Prompt
Pull out every line in the rows below that contains the word "window", paying attention to uppercase and lowercase letters.
Records provided start
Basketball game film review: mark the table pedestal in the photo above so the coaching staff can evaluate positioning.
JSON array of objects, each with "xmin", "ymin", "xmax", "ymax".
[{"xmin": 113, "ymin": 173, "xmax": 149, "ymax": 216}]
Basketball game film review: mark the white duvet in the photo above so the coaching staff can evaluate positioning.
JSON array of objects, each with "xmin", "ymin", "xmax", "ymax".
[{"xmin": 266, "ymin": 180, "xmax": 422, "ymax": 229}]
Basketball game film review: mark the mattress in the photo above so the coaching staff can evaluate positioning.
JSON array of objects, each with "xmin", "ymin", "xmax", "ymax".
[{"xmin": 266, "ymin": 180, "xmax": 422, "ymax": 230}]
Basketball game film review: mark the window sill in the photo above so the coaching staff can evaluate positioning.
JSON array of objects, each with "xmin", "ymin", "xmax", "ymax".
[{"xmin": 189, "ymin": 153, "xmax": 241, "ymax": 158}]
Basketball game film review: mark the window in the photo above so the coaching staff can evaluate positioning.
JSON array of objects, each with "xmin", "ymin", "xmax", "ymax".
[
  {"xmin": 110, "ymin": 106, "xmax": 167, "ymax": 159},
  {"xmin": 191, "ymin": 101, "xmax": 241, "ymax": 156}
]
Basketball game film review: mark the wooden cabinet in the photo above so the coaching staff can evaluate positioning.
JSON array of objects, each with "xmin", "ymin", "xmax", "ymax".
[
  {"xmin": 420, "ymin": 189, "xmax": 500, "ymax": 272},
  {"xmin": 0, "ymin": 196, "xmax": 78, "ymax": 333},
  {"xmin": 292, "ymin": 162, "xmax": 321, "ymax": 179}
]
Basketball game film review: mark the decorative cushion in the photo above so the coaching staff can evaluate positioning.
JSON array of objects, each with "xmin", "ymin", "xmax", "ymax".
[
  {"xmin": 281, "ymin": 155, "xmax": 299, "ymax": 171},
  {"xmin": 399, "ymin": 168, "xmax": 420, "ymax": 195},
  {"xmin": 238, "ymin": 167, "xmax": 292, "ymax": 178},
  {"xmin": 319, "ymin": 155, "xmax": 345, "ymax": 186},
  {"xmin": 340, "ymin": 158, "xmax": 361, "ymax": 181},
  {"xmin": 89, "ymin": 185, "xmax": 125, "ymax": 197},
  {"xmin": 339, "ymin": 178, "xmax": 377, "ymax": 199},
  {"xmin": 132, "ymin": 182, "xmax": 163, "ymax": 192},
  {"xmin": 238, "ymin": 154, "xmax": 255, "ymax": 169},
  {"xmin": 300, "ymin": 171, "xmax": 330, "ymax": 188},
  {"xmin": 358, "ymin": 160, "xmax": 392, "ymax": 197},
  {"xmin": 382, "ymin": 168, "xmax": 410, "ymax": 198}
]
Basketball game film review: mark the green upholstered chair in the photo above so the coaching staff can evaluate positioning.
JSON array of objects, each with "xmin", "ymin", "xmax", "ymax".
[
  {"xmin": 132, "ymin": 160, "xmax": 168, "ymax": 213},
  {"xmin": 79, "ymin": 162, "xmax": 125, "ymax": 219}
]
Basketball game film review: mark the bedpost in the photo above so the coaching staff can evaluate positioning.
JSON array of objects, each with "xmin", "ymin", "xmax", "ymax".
Records provided end
Answer to this problem
Basketball game film review: mark the window sill in the photo above so the coaching staff can evaluate positioning.
Basketball game film review: mark the window in the photo above so the coaching staff can evaluate positioning.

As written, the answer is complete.